> ACTION ITEM
Among the entries below, please repeat exactly and only the lines from the line containing "Target: green tent" to the line containing "tag the bicycle wheel", both lines included.

━━ DATA SECTION

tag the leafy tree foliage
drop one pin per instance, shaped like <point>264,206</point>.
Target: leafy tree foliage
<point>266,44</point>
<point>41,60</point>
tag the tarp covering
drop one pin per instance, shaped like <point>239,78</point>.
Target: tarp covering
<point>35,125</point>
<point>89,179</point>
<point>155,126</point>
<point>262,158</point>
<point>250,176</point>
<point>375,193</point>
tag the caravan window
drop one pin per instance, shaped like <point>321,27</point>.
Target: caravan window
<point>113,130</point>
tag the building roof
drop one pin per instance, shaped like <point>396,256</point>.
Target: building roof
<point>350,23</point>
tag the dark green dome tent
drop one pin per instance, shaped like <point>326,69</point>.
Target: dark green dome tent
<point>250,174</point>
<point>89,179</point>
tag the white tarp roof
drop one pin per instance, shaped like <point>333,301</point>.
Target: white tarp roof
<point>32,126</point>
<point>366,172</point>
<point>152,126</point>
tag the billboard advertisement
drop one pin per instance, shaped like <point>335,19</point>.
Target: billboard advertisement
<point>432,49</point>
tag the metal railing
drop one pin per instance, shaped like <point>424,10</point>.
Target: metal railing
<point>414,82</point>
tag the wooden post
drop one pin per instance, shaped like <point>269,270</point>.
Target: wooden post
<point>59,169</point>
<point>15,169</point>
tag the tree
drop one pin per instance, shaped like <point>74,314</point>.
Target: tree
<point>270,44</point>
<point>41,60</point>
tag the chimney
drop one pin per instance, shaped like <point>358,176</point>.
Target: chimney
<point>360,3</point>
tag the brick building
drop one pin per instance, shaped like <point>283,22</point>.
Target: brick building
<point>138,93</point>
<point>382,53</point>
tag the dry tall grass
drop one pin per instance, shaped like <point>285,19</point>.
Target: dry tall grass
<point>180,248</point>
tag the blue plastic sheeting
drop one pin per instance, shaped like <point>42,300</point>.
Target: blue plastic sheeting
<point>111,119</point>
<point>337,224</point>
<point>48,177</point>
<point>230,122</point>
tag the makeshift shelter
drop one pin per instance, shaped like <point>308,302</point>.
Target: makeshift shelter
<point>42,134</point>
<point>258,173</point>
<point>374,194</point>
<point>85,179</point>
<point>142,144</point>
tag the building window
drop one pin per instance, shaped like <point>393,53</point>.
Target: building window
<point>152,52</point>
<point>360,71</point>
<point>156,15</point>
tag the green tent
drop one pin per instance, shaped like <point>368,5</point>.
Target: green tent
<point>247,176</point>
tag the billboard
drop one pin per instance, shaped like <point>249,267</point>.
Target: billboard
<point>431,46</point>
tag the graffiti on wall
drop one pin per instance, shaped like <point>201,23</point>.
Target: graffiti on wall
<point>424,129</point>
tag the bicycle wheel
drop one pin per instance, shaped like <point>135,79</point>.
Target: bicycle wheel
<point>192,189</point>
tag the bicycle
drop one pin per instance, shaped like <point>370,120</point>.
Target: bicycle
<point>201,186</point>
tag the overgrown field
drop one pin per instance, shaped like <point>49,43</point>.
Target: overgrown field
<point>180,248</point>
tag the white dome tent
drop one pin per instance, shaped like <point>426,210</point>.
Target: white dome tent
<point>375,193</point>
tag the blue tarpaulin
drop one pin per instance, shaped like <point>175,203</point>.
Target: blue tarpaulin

━━━━

> YOUR RESPONSE
Target: green tent
<point>247,176</point>
tag the billboard
drop one pin per instance, shaped like <point>249,267</point>.
Target: billboard
<point>431,46</point>
tag the graffiti on wall
drop one pin per instance, shaped like <point>201,23</point>.
Target: graffiti on wall
<point>424,129</point>
tag the bicycle wheel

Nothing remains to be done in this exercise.